— Start of DOCUMENT PASSAGE —

While the option of `streaming data' at the EF should be retained, the baseline model assumes a single primary stream containing all physics events flowing from the Event Filter to Tier-0. Several other auxiliary streams are also planned, the most important of which is a calibration hot-line containing calibration trigger events (which would most likely include certain physics event classes). This stream is required to produce calibrations of sufficient quality to allow a useful first-pass processing of the main stream with minimum latency. A working target (which remains to be shown to be achievable) is to process 50% of the data within 8 hours and 90% within 24 hours.

Two other auxiliary streams are planned. The first is an express-line of physics triggers containing about 5% of the full data rate. These will allow both the tuning of physics and detector algorithms and also a rapid alert on some high-profile physics triggers. It is to be stressed that any physics based on this stream must be validated with the `standard' versions of the events in the primary physics stream. However, such a hot-line should lead to improved reconstruction. It is intended to make much of the early raw-data access in the model point to this and the calibration streams. The fractional rate of the express stream will vary with time, and will be discussed in the context of the commissioning.

The other auxiliary stream contains pathological events, for instance those that fail in the event filter. These may pass the standard Tier-0 processing, but if not they will attract the attention of the development team. They will be strongly rate-limited.

The following assumptions are made about output from the Event Filter and input to first-pass reconstruction:

Note that this process does not ensure that the events within a file are time ordered. The following steps occur when raw data arrives at the input-disk buffer of the first-pass processing facility (henceforth known as Tier-0):

  1. the raw data file is copied to the CERN Mass Storage System;
  2. the raw data file is copied to permanent mass storage in one of the Tier-1s;
  3. calibration and alignment procedures are run on the corresponding calibration stream events;
  4. the express stream is reconstructed with the best-estimate calibrations available;
  5. once appropriate calibrations are in place, first-pass reconstruction (`prompt' reconstruction) is run on the primary event stream (containing all physics triggers), and the derived sets archived into the CERN mass storage system (these are known as the `primary' data sets, subsequent reprocessing giving rise to better versions that supersede them);
  6. two instances of the derived ESD are exported to external Tier-1 facilities; each Tier-1 site assumes principal responsibility for its fraction of such data, and retains a replica of another equal fraction of the ESD for which another Tier-1 site is principally responsible. Tier-1 sites make current ESD available on disk.1 ESD distribution from CERN occurs at completion of first-pass reconstruction processing of each file. As physics applications may need to navigate from ESD to RAW data, it is convenient to use the same placement rules for ESD as for RAW, i.e., if a site hosts specific RAW events, then it also hosts the corresponding ESD. The proposed "one file in, one file out" model for ESD production jobs makes achieving such correspondence simpler.

— End of DOCUMENT PASSAGE —
— Start of DATASET EXCERPTS —

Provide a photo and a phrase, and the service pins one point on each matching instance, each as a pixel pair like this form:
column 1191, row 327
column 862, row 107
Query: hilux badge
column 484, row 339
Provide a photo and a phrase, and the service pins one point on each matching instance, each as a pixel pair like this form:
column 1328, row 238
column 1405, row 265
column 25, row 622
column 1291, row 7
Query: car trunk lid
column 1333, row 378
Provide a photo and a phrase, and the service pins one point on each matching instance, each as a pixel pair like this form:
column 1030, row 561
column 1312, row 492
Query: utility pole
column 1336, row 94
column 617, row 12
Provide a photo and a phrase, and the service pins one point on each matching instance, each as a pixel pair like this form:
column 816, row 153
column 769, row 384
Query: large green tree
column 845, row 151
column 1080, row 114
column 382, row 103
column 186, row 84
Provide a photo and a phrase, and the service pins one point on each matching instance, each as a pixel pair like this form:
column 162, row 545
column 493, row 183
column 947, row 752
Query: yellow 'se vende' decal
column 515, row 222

— End of DATASET EXCERPTS —
— Start of DATASET EXCERPTS —

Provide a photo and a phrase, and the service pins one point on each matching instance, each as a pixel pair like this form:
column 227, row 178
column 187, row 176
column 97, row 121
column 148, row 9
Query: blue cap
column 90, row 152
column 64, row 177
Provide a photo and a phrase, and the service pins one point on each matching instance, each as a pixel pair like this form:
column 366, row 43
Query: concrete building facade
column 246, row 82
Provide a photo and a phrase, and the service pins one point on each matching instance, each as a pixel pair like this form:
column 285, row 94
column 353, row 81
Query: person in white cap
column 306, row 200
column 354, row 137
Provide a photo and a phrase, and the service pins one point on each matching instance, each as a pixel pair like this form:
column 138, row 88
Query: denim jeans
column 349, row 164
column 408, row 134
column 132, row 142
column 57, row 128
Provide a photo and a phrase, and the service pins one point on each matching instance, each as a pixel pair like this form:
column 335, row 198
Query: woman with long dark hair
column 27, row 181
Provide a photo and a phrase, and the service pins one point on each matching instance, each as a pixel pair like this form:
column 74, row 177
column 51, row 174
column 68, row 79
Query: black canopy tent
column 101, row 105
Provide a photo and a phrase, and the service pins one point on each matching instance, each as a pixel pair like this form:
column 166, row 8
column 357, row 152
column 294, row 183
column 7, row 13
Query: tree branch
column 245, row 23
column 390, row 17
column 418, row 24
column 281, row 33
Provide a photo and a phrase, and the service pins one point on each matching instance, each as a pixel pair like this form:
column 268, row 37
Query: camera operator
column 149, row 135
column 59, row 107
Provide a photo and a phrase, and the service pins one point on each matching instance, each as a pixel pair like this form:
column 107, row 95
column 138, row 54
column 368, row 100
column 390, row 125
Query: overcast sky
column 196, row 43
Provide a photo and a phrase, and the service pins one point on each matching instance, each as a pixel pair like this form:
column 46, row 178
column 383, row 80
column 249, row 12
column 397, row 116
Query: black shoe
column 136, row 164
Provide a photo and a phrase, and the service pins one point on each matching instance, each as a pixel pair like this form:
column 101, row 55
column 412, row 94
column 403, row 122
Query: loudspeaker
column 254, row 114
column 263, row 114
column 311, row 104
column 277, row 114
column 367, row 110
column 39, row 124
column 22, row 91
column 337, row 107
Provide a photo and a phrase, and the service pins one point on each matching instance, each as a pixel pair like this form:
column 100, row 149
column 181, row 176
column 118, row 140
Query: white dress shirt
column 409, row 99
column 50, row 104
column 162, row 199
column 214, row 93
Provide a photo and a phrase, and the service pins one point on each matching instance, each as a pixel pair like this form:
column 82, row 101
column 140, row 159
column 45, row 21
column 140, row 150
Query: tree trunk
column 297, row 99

— End of DATASET EXCERPTS —

TASK TO COMPLETE
In the passage on Event Filter data streams, what share of the full data rate does the express-line of physics triggers contain?

EXERCISE OUTPUT
About 5% of the full data rate.